_Stored data entries_:
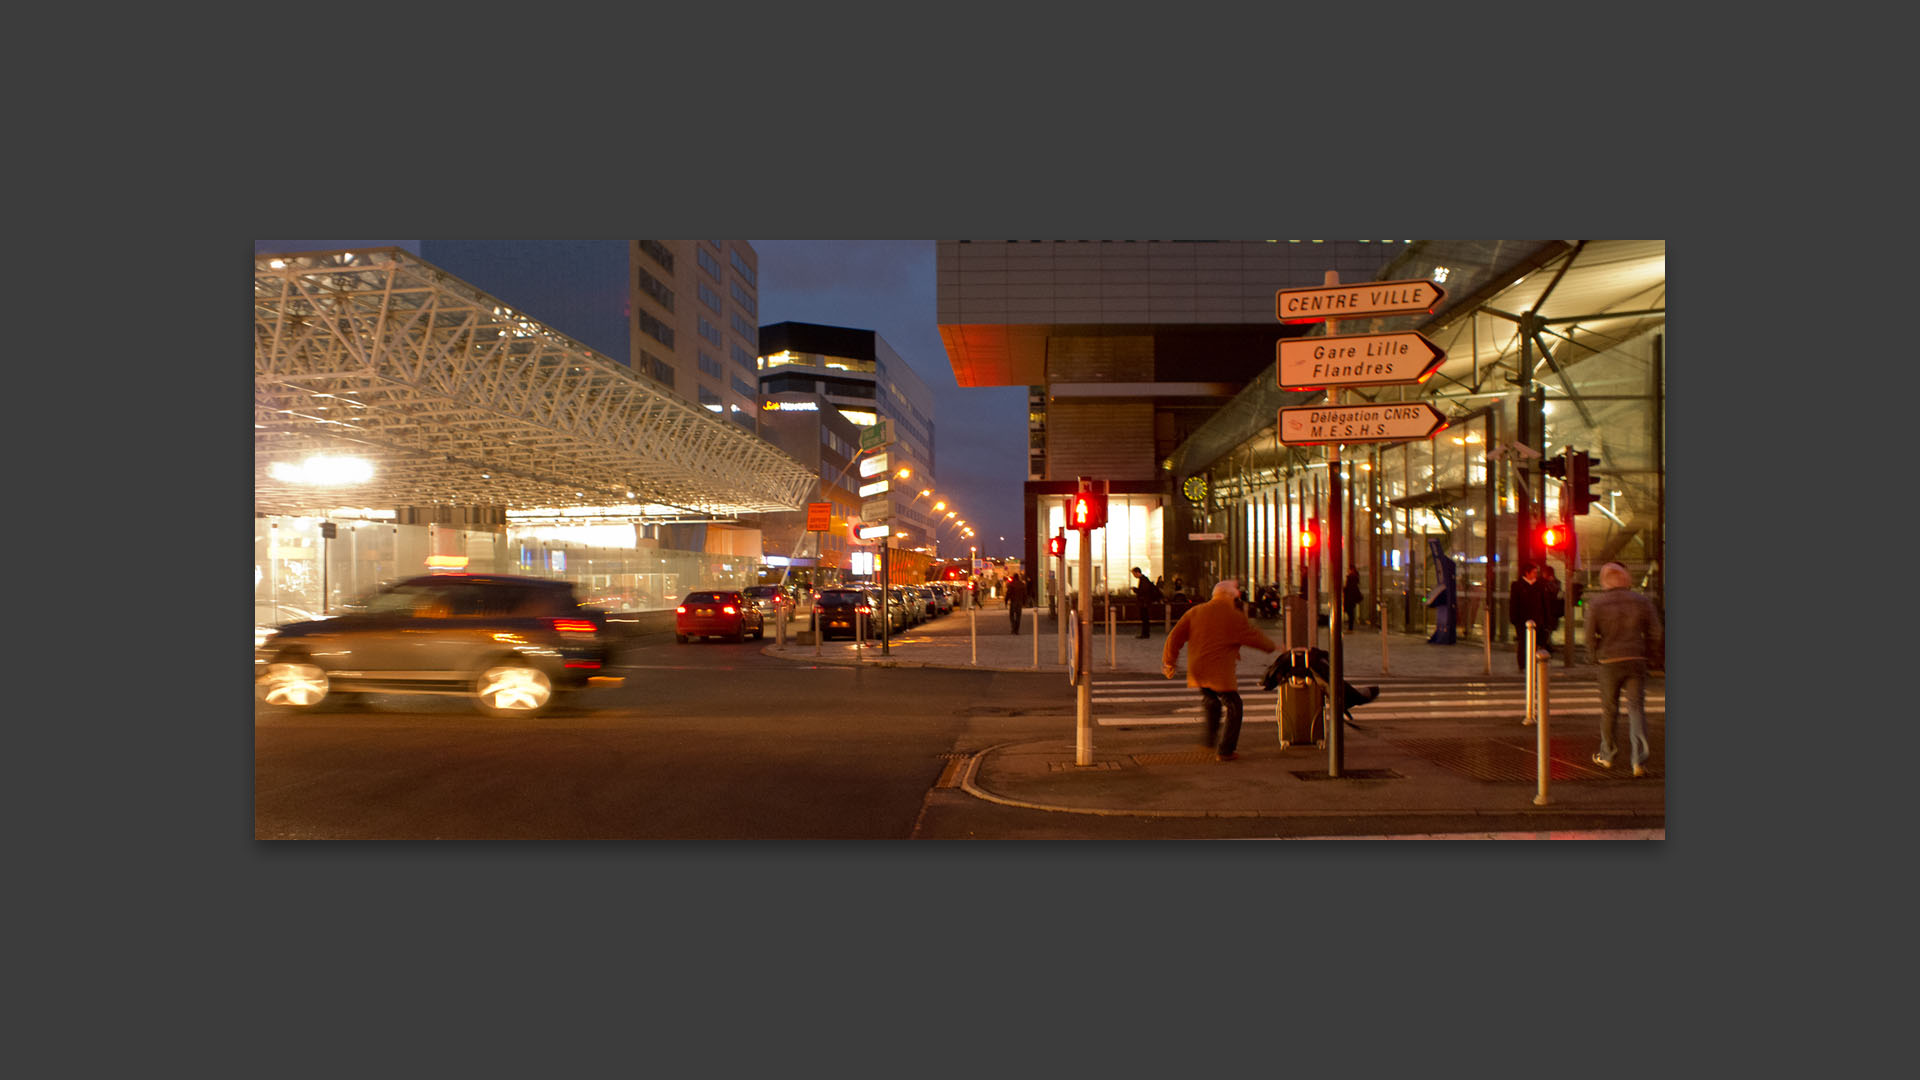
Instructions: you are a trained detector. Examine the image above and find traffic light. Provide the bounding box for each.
[1541,451,1568,480]
[1048,534,1065,558]
[1540,522,1569,554]
[1298,520,1320,554]
[1069,478,1107,531]
[1569,450,1598,516]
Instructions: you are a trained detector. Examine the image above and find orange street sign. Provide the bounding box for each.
[807,502,832,531]
[1275,279,1445,324]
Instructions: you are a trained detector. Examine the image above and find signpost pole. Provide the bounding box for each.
[880,540,891,657]
[1076,515,1093,766]
[1323,271,1345,778]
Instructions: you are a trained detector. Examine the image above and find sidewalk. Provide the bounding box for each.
[762,599,1665,833]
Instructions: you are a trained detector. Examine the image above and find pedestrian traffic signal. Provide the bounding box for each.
[1541,451,1568,481]
[1069,490,1106,531]
[1047,535,1065,558]
[1569,450,1598,516]
[1540,523,1568,552]
[1298,521,1319,552]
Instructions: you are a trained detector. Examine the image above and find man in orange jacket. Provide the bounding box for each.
[1163,580,1278,761]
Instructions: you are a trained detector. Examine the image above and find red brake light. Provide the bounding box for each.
[675,605,687,614]
[722,605,737,615]
[552,618,596,632]
[856,604,871,614]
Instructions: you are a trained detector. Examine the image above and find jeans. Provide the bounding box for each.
[1596,658,1650,768]
[1009,607,1022,634]
[1200,688,1244,754]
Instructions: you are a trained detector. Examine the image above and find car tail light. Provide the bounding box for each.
[812,606,824,615]
[856,604,871,615]
[676,606,687,614]
[552,618,597,632]
[563,660,602,669]
[721,605,737,615]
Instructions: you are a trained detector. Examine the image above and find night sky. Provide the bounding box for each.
[749,240,1027,559]
[254,239,1030,558]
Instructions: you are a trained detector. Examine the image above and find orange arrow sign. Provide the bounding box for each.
[1278,331,1447,390]
[1275,279,1445,323]
[1278,401,1449,446]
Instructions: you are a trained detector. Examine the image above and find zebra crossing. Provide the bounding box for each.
[1090,673,1666,728]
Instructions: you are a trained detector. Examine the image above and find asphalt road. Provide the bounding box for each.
[254,617,1072,839]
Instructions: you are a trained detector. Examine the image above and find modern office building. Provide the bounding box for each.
[937,239,1667,642]
[757,322,942,574]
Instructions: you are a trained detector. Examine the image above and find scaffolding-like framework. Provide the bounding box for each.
[255,248,817,518]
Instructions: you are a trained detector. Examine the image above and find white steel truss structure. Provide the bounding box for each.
[255,248,816,518]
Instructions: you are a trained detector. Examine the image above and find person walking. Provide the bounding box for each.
[1130,567,1164,639]
[1508,562,1550,671]
[1162,580,1278,762]
[1586,562,1664,778]
[1006,571,1028,635]
[1342,567,1363,631]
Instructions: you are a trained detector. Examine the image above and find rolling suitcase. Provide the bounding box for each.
[1263,648,1325,749]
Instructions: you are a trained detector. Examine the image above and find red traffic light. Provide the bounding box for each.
[1298,524,1319,550]
[1540,524,1568,550]
[1069,491,1107,531]
[1047,535,1065,558]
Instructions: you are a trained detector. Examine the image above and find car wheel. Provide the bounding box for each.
[473,660,554,717]
[676,633,688,643]
[261,655,331,709]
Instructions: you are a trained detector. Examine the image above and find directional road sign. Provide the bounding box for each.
[1278,331,1447,390]
[1275,279,1445,324]
[860,420,891,452]
[1278,401,1449,446]
[861,496,891,522]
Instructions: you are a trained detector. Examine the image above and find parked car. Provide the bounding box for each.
[742,584,796,621]
[676,590,765,643]
[870,587,909,634]
[894,585,926,626]
[255,574,618,717]
[813,587,875,641]
[919,584,951,617]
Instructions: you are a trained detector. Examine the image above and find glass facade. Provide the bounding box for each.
[254,515,762,618]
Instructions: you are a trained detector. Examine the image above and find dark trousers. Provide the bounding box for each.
[1138,602,1157,637]
[1200,688,1245,754]
[1010,606,1023,634]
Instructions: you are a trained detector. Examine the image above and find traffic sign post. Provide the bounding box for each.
[1275,279,1444,323]
[1278,331,1447,391]
[1278,401,1449,446]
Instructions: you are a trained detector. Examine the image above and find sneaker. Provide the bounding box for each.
[1591,753,1613,769]
[1632,764,1648,778]
[1216,752,1238,762]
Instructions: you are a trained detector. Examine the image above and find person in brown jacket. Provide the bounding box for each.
[1162,579,1278,761]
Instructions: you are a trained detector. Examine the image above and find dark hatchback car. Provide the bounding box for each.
[812,587,876,641]
[255,574,620,717]
[675,590,765,643]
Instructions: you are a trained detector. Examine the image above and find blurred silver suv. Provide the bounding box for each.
[255,574,620,717]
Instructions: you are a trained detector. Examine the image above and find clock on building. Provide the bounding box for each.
[1182,475,1208,507]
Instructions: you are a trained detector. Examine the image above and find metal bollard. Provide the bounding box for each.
[1523,620,1537,726]
[1533,648,1553,806]
[1108,598,1115,669]
[1379,599,1390,675]
[777,607,786,647]
[1483,605,1492,675]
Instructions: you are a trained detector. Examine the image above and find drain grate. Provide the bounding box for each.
[1290,768,1403,781]
[1131,749,1220,766]
[1049,760,1124,771]
[1390,737,1609,783]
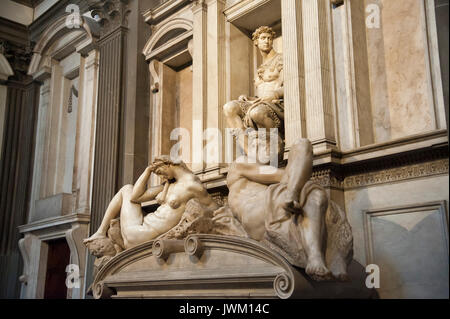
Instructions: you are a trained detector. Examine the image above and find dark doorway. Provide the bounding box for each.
[44,238,71,299]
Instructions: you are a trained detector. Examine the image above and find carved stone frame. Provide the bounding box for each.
[363,200,449,265]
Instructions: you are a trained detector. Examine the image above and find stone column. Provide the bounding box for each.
[0,77,40,298]
[281,0,307,148]
[302,0,337,151]
[0,20,39,298]
[191,0,208,173]
[205,0,226,170]
[90,29,127,233]
[86,0,130,290]
[89,1,129,239]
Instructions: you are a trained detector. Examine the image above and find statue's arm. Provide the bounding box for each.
[274,69,284,99]
[131,184,164,204]
[233,162,284,185]
[130,166,164,203]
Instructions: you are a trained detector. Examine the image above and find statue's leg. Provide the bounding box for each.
[248,105,280,130]
[301,188,331,280]
[281,138,313,212]
[223,100,248,154]
[83,185,129,243]
[118,185,159,248]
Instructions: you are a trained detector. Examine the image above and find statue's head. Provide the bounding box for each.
[247,129,284,165]
[151,155,191,179]
[252,26,276,53]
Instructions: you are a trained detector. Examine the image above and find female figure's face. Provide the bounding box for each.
[154,165,174,179]
[256,32,273,53]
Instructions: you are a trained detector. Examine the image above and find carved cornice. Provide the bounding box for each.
[313,142,449,189]
[311,168,344,190]
[0,17,29,47]
[18,213,91,234]
[143,0,192,25]
[343,158,448,190]
[224,0,271,22]
[88,0,131,38]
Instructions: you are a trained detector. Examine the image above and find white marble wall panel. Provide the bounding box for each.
[366,0,438,141]
[345,174,449,298]
[365,202,448,298]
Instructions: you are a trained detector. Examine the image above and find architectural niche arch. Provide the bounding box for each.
[28,14,100,77]
[143,18,194,185]
[142,18,193,61]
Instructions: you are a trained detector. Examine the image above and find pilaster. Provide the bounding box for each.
[281,0,307,148]
[74,50,99,214]
[205,0,226,170]
[191,0,208,172]
[302,0,337,151]
[86,0,130,291]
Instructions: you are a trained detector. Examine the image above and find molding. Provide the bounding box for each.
[0,17,29,47]
[28,15,100,76]
[145,30,193,61]
[92,234,308,299]
[144,131,449,202]
[29,0,91,43]
[312,129,448,166]
[142,18,193,59]
[363,201,449,265]
[18,213,90,233]
[143,0,192,25]
[224,0,272,22]
[342,158,448,190]
[90,234,372,299]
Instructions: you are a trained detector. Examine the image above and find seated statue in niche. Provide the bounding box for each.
[223,26,284,155]
[226,130,353,281]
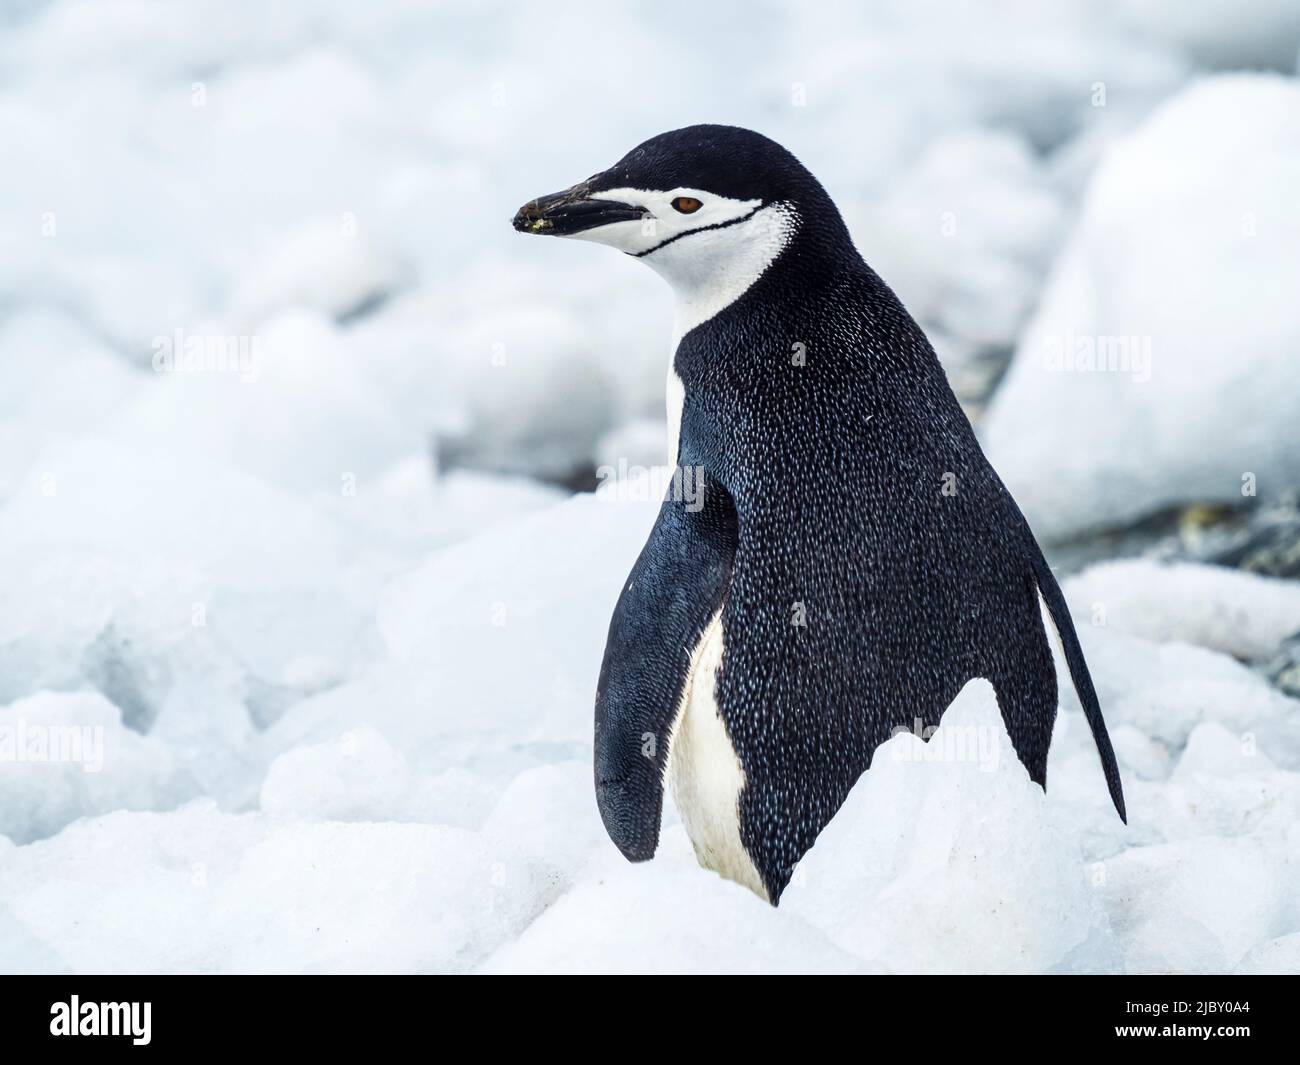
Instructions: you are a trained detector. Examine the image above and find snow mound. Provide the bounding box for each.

_Activity_:
Exactly as they stand, the entries must be written out again, pictures excluded.

_Answer below_:
Instructions: you are a trained detector. Examine the image above and find traffic light. Provide the bounding box for each.
[1541,451,1568,480]
[1048,534,1065,558]
[1540,522,1569,554]
[1298,520,1320,554]
[1069,478,1107,531]
[1569,450,1598,516]
Instructions: you are a trained detector. Examine the image above and find orange street sign. Provide the bounding box for each.
[807,502,832,531]
[1275,279,1445,324]
Instructions: you are a trained detector. Examine the image above and find signpost pole. Provide the bounding box for each.
[880,540,891,657]
[1076,515,1093,766]
[1323,271,1345,778]
Instructions: you are a trained detector. Examine the image above and find sidewalk. Provide the bounding box for each.
[762,599,1665,833]
Instructions: you are a trained detector. Examine the image above and find pedestrian traffic signal. Provide the bounding box for each.
[1541,451,1568,481]
[1069,490,1106,531]
[1047,535,1065,558]
[1569,450,1598,516]
[1540,523,1568,552]
[1298,521,1319,552]
Instructions: you are a trained detector. Examine the image above and find man in orange jacket. Provide the bounding box for each.
[1163,580,1278,761]
Instructions: you are a trained detector. Examine the image above and find red brake light. Provide the bounding box for each.
[675,605,687,614]
[722,605,737,615]
[552,618,596,632]
[856,604,871,614]
Instructions: you are a trained detector. Examine the image above and find jeans. Provide the bounding box for each.
[1596,658,1650,768]
[1009,607,1022,634]
[1200,688,1244,754]
Instructions: you are a trained detector. Examine the image above and find car tail light. Provide the bounding box for each.
[812,606,824,615]
[856,604,871,615]
[676,606,687,614]
[552,618,597,632]
[563,660,602,669]
[721,605,737,615]
Instructions: you are a trained detector. Examine the image above and find night sky. Provide the bounding box for each.
[749,240,1027,559]
[254,239,1030,558]
Instructions: you are a trained detector. Examine the image above and find orange arrow sign. Provide the bounding box for each.
[1278,331,1447,390]
[1275,279,1445,323]
[1278,401,1449,446]
Instructions: you are a trained detector. Examine the image above and find zebra crossing. Provide the bounding box for each.
[1090,673,1666,728]
Instructions: you are a trained detector. Examine the image above and find asphalt road. Provide the bounding box for each.
[254,617,1072,839]
Instructions: you are a trained detector. Examine the image above and find modern office building. Provide the bounding box for each.
[937,239,1667,642]
[757,322,942,574]
Instructions: you are a trained detector. Examine the image above and find scaffolding-like framework. Provide the bounding box for each.
[255,248,817,518]
Instructions: you are a trained detector. Examine the image above and find white steel truss structure. Provide the bounding box for each.
[255,248,816,518]
Instructions: you are a trained detector. Examine the image above and find person walking. Provide the bounding box for each.
[1130,567,1164,639]
[1508,562,1550,671]
[1162,580,1278,762]
[1586,562,1664,778]
[1006,571,1028,635]
[1342,567,1363,631]
Instructions: you are a trained detector. Examine the image above and find rolling suitcase. Provide the bounding box for each.
[1263,648,1325,749]
Instructions: you are a trained detector. Examine the image above and find red traffic light. Provide the bounding box for each.
[1298,524,1319,550]
[1540,524,1568,550]
[1069,491,1107,531]
[1047,535,1065,558]
Instructions: you are a trained detector. Examine the image above and find car wheel. Provide the bounding box for each.
[473,660,554,717]
[676,633,688,643]
[261,655,331,709]
Instructions: you are a trained detector. Examine the image above and find directional road sign. Provide the bounding box for each.
[1278,331,1447,390]
[1275,279,1445,324]
[860,420,891,452]
[1278,401,1449,446]
[861,496,891,522]
Instructions: you are a trained detector. Examine the image above and find parked car. Provide the bounding box for each.
[742,584,796,621]
[676,590,765,643]
[870,587,909,634]
[894,585,926,626]
[255,574,618,717]
[813,587,875,641]
[919,584,951,617]
Instructions: you are a trained detector. Examine the image above and find glass facade. Provide the bounding box for each.
[254,515,762,618]
Instructions: you are a trained detector. Examine the image above and find dark trousers. Provide the bounding box for each.
[1138,602,1157,637]
[1200,688,1245,754]
[1010,606,1023,634]
Instructions: you are a trained detector. Examine the image above and find traffic sign post. Provide the bounding box for each.
[1275,279,1444,323]
[1278,331,1447,391]
[1278,401,1449,446]
Instructions: you are a trained detector. Examine the image above and find sneaker. Provide the bounding box for each.
[1591,753,1613,769]
[1632,764,1648,778]
[1216,752,1238,762]
Instructions: you are a trained detector. Examine the image above and find person in brown jacket. Provide the bounding box for each.
[1162,579,1278,761]
Instructions: you are a trained detector. Examine the image above and find dark hatchback car. Provide the bounding box for each.
[812,587,876,641]
[255,574,620,717]
[675,590,765,643]
Instructions: you are a trained detector. Examine the image above and find blurred silver suv. Provide the bounding box for each.
[255,574,620,717]
Instructions: you are a trained detector. Examine the image above and find clock on building. Provide the bounding box for each.
[1182,475,1208,507]
Instructions: you are a trained detector. Examine the image above and find metal bollard. Provide the bounding box for each.
[1523,620,1537,726]
[1533,648,1553,806]
[1108,598,1115,669]
[1379,599,1390,675]
[777,607,786,647]
[1483,605,1492,675]
Instructions: you are a trained detector. Examine the image above and find drain grate. Provide the bounding box for each.
[1290,768,1403,781]
[1131,749,1220,766]
[1049,760,1124,771]
[1390,737,1609,783]
Instructions: you are a trained detector. Examine the image above and find dark doorway. Provide the bounding box for each.
[44,238,71,299]
Instructions: you are a trained detector. Examine the image above and find carved stone frame. Provide the bounding box for each.
[363,200,449,265]
Instructions: you are a trained detector. Examine the image above and find stone column. Provide the bounding box for each.
[0,77,40,298]
[281,0,307,148]
[302,0,337,151]
[0,20,39,298]
[191,0,208,173]
[205,0,226,170]
[90,29,127,233]
[86,0,130,290]
[89,1,129,239]
Instructions: you are a trained detector. Examine the image above and find statue's arm. Provide the bounding box for each.
[274,69,284,99]
[131,184,164,204]
[233,162,284,185]
[130,166,164,203]
Instructions: you are a trained detector. Examine the image above and find statue's leg. Provide the bounding box for each.
[248,105,280,130]
[301,188,331,280]
[281,138,313,212]
[223,100,248,154]
[83,185,129,243]
[118,185,159,248]
Instructions: you are a trained detector. Examine the image above and find statue's head. Provide the bounding box for each.
[247,129,284,165]
[151,155,191,179]
[252,26,276,53]
Instructions: you are a trained detector. Examine the image above and find female figure's face. Provide the bounding box for each.
[154,165,174,179]
[256,32,273,53]
Instructions: you are a trained detector. Examine the image above and find carved cornice. Provide the bounding box for each.
[313,142,449,189]
[311,168,344,190]
[0,17,29,47]
[18,213,91,234]
[143,0,192,25]
[343,158,448,190]
[224,0,271,22]
[88,0,131,38]
Instructions: you are a trained detector. Examine the image above and find white marble wall panel. Provide the bounding box for each.
[366,0,438,141]
[345,174,449,298]
[365,202,448,298]
Instructions: you are a trained detector. Examine the image above and find architectural niche arch. Provide the bounding box for each.
[28,14,100,77]
[143,18,194,185]
[142,18,193,61]
Instructions: you are a trained detector. Examine the image above and find pilaster. Provide the bounding box for each.
[281,0,307,148]
[74,50,99,214]
[205,0,226,170]
[191,0,208,172]
[302,0,337,151]
[86,0,130,291]
Instructions: you are a trained detector. Examine the image above and find molding. Provide the bounding box for each.
[0,17,29,47]
[28,15,100,76]
[145,30,193,61]
[92,234,308,299]
[144,131,449,202]
[29,0,91,43]
[312,129,448,166]
[142,18,193,59]
[363,201,449,265]
[18,213,90,233]
[143,0,192,25]
[224,0,272,22]
[342,158,448,190]
[90,234,372,299]
Instructions: you are a trained detector. Examine the image above and find seated statue in niche. Provide the bounding box for each.
[223,26,284,155]
[226,130,353,281]
Instructions: you are a trained detector. Examine the image above and find snow mound. Provide the bounding box for each.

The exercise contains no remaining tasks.